Problem statement: In the entries below, find each line with the string "step" and copy it.

The data:
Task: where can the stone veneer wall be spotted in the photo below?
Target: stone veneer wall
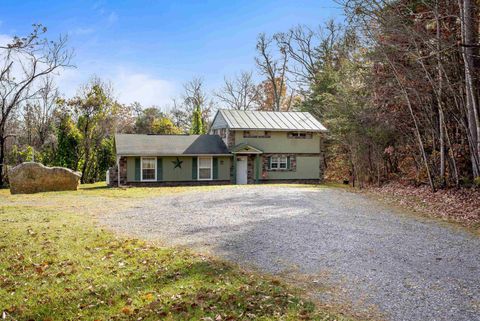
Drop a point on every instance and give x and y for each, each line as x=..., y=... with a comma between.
x=322, y=158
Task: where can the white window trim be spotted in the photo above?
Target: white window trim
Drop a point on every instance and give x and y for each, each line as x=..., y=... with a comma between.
x=141, y=170
x=279, y=162
x=198, y=169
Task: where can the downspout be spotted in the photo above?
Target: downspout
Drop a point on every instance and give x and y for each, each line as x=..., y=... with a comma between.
x=257, y=168
x=234, y=174
x=118, y=171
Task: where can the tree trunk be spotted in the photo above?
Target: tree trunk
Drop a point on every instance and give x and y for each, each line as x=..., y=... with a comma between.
x=2, y=157
x=468, y=52
x=441, y=117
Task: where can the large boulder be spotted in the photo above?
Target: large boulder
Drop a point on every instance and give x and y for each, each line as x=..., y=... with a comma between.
x=30, y=177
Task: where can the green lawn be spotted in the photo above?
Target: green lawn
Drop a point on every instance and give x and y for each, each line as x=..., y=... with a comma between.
x=56, y=263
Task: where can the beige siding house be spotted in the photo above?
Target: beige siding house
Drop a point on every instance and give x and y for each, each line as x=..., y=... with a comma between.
x=242, y=147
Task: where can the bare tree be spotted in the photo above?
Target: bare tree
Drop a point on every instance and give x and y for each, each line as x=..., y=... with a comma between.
x=23, y=63
x=469, y=50
x=39, y=113
x=273, y=67
x=239, y=93
x=194, y=95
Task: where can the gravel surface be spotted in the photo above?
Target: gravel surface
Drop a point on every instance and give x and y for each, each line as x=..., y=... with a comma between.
x=407, y=267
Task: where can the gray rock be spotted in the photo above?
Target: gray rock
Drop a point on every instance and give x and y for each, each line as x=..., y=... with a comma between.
x=30, y=177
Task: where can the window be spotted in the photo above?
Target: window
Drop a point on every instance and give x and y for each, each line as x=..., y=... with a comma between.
x=299, y=135
x=149, y=168
x=204, y=168
x=278, y=162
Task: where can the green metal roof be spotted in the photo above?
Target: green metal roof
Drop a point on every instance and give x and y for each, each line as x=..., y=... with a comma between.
x=169, y=145
x=270, y=120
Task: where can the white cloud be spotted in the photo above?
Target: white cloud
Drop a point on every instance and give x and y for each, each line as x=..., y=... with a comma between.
x=82, y=31
x=128, y=85
x=4, y=39
x=143, y=88
x=112, y=18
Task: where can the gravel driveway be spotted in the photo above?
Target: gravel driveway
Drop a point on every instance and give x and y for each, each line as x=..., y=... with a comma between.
x=343, y=244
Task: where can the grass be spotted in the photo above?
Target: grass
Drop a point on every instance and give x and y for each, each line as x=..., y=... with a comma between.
x=57, y=264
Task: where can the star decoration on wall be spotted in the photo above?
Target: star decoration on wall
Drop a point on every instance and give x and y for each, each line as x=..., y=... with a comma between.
x=177, y=163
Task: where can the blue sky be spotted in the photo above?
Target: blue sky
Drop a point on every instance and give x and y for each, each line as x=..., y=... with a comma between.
x=147, y=49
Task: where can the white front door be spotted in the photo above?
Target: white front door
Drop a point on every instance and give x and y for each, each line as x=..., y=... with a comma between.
x=241, y=170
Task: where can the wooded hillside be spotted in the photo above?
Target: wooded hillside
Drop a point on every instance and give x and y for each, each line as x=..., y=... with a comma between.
x=396, y=84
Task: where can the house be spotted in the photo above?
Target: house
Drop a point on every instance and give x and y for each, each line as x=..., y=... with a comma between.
x=242, y=147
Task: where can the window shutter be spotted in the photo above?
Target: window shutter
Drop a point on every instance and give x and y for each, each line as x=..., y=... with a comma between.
x=215, y=167
x=137, y=168
x=194, y=168
x=159, y=169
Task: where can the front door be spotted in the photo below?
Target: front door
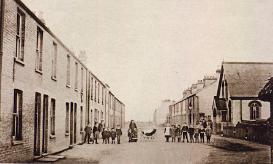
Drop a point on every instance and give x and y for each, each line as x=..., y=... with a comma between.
x=75, y=123
x=45, y=124
x=71, y=124
x=37, y=124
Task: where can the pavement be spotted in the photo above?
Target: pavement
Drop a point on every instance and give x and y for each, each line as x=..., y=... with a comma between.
x=157, y=151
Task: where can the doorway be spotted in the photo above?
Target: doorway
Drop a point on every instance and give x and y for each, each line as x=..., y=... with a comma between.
x=37, y=124
x=45, y=124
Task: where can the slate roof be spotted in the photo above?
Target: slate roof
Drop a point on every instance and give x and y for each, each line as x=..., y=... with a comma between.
x=246, y=79
x=220, y=103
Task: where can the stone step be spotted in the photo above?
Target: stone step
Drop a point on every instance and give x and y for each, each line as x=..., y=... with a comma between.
x=50, y=158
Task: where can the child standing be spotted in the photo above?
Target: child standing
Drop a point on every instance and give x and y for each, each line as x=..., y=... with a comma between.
x=119, y=133
x=173, y=133
x=202, y=134
x=104, y=135
x=196, y=135
x=185, y=129
x=178, y=133
x=108, y=136
x=113, y=135
x=191, y=133
x=208, y=133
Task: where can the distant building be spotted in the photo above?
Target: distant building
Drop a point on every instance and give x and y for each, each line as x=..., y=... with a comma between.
x=236, y=98
x=47, y=94
x=83, y=57
x=161, y=112
x=195, y=104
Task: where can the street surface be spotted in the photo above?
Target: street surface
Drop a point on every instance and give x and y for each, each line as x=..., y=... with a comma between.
x=223, y=150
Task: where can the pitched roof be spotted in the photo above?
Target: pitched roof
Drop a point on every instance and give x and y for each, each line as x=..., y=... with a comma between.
x=220, y=103
x=246, y=79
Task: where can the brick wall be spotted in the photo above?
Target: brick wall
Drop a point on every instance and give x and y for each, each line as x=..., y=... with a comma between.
x=24, y=77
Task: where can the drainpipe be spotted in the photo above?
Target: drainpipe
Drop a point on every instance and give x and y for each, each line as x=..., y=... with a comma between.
x=1, y=42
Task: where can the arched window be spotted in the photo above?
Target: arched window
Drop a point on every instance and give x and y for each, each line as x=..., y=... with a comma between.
x=255, y=110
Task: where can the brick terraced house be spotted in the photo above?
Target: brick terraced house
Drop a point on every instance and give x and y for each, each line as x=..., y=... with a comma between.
x=236, y=101
x=47, y=94
x=195, y=104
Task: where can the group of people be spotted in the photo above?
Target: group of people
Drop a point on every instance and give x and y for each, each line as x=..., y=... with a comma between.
x=92, y=135
x=196, y=135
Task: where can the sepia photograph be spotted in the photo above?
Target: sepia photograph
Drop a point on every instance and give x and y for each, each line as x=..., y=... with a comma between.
x=136, y=81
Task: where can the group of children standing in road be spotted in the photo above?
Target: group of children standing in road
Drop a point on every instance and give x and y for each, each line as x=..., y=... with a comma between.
x=113, y=134
x=106, y=134
x=196, y=135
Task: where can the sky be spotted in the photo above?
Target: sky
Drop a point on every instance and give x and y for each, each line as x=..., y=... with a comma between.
x=151, y=50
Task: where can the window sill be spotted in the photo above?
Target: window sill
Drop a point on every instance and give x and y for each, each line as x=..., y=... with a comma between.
x=52, y=137
x=53, y=78
x=38, y=71
x=14, y=143
x=16, y=60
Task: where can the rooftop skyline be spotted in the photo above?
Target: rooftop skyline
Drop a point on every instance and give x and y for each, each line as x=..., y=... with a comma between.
x=148, y=51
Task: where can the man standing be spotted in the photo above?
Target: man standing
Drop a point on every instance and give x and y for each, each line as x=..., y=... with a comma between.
x=185, y=129
x=167, y=132
x=119, y=133
x=88, y=131
x=96, y=132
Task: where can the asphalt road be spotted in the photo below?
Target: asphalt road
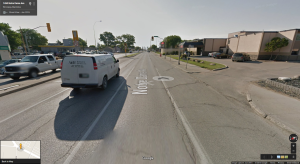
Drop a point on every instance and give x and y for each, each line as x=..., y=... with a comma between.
x=117, y=126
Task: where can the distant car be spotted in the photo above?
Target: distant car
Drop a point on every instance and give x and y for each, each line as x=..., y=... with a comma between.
x=212, y=54
x=4, y=63
x=240, y=57
x=220, y=55
x=187, y=53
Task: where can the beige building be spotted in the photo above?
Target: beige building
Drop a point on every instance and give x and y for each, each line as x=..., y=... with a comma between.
x=253, y=43
x=212, y=45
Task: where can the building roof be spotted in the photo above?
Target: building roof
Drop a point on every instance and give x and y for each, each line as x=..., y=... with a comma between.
x=186, y=44
x=56, y=46
x=212, y=38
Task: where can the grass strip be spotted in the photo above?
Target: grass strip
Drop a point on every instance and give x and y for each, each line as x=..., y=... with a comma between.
x=205, y=64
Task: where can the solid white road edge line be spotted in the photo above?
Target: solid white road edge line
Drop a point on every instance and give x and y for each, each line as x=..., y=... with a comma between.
x=87, y=133
x=32, y=106
x=204, y=158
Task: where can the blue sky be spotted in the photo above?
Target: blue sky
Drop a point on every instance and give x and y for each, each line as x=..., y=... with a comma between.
x=189, y=19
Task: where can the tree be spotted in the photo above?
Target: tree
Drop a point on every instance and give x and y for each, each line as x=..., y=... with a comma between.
x=82, y=43
x=172, y=41
x=154, y=47
x=59, y=42
x=14, y=38
x=34, y=38
x=274, y=44
x=107, y=38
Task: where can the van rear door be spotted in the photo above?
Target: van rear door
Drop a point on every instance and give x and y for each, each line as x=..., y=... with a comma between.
x=69, y=72
x=87, y=70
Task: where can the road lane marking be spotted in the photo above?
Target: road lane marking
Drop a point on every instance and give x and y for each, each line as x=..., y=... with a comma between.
x=32, y=106
x=204, y=158
x=87, y=133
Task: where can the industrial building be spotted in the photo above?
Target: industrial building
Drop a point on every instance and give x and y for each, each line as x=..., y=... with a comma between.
x=253, y=44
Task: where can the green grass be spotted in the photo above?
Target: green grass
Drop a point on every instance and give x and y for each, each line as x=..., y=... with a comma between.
x=132, y=55
x=202, y=65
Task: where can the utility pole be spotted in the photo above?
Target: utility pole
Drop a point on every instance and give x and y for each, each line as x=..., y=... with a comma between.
x=23, y=40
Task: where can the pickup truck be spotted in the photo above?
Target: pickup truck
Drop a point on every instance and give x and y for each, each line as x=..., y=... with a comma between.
x=31, y=65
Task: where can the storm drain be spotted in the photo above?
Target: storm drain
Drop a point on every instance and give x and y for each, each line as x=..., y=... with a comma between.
x=4, y=89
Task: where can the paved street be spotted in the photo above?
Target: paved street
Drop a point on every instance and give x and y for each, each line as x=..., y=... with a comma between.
x=118, y=125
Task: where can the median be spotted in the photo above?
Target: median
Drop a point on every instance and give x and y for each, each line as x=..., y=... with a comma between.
x=200, y=63
x=132, y=55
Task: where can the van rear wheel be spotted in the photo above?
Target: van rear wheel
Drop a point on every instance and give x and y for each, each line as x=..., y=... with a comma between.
x=33, y=73
x=104, y=83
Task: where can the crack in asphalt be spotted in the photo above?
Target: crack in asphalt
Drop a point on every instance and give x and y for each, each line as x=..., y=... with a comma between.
x=183, y=84
x=134, y=153
x=181, y=129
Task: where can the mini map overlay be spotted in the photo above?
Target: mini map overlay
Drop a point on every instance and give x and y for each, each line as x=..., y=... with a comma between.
x=20, y=150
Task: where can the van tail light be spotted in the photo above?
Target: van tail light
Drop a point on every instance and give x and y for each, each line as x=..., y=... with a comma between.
x=95, y=66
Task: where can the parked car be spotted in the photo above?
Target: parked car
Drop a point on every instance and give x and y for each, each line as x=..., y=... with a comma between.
x=240, y=57
x=212, y=54
x=88, y=71
x=4, y=63
x=32, y=65
x=221, y=55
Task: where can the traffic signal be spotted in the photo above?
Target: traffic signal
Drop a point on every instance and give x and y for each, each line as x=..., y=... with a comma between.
x=48, y=27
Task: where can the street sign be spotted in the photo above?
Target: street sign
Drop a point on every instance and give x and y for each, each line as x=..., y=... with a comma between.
x=76, y=43
x=75, y=35
x=4, y=48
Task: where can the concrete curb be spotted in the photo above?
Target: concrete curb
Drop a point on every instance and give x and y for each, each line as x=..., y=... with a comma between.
x=202, y=68
x=28, y=86
x=220, y=68
x=270, y=118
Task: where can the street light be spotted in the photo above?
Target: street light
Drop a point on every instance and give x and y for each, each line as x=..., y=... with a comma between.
x=94, y=31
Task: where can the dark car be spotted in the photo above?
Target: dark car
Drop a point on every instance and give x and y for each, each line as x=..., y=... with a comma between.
x=240, y=57
x=5, y=63
x=219, y=55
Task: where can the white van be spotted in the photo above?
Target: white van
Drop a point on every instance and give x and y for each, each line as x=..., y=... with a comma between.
x=88, y=71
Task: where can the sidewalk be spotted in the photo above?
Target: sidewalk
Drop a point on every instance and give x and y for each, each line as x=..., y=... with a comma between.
x=189, y=69
x=282, y=110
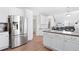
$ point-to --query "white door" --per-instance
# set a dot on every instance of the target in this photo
(59, 41)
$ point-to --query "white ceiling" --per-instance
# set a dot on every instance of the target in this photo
(52, 10)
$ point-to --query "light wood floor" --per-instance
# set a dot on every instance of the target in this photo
(34, 45)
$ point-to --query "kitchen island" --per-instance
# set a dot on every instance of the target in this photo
(61, 40)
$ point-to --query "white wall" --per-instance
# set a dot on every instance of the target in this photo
(3, 14)
(29, 17)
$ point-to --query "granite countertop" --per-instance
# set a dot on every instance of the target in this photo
(62, 32)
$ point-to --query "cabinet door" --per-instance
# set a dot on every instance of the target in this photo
(59, 41)
(71, 43)
(49, 41)
(54, 41)
(4, 42)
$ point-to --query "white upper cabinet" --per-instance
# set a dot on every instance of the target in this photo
(3, 14)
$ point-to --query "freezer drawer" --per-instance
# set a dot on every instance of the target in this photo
(18, 40)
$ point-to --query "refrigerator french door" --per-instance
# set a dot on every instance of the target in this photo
(4, 36)
(16, 31)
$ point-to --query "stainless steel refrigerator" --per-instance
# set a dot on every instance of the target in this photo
(16, 31)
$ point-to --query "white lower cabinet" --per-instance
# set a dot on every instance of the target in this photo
(61, 42)
(4, 42)
(71, 43)
(54, 41)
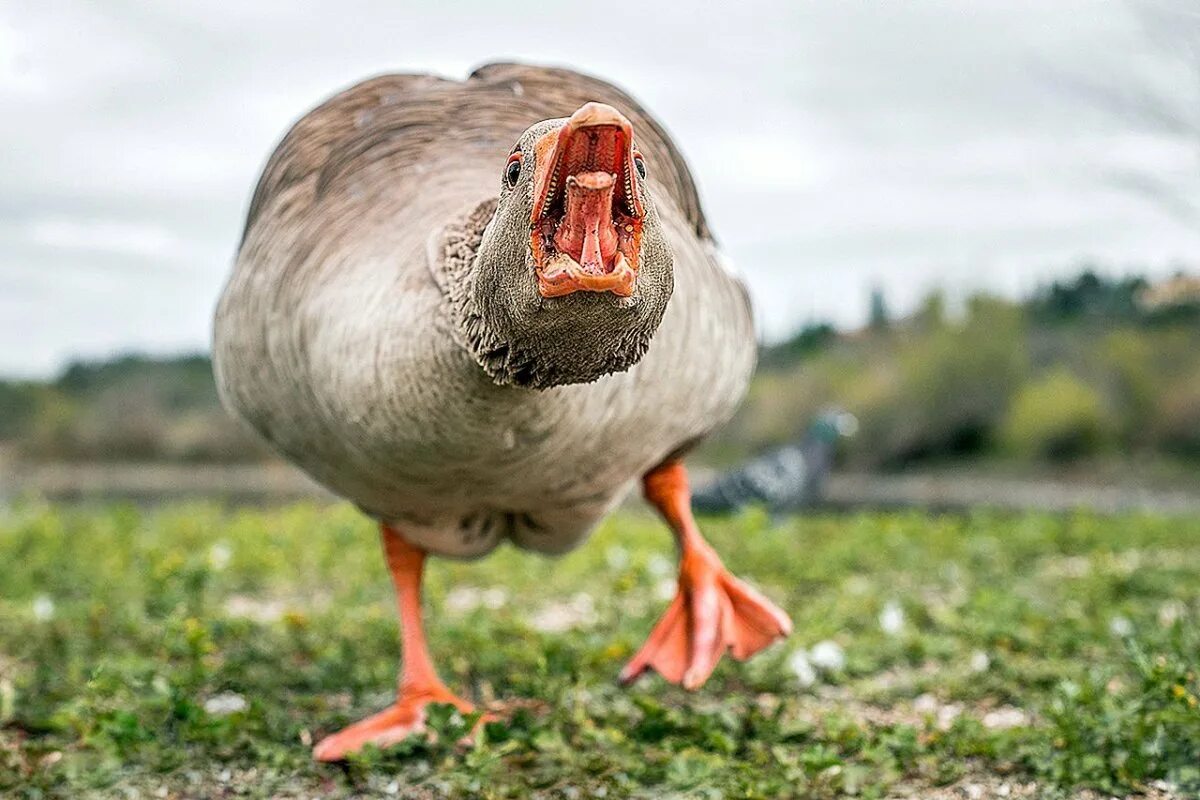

Solution:
Task: where can the stone step be spotted in the photo above?
Target: stone step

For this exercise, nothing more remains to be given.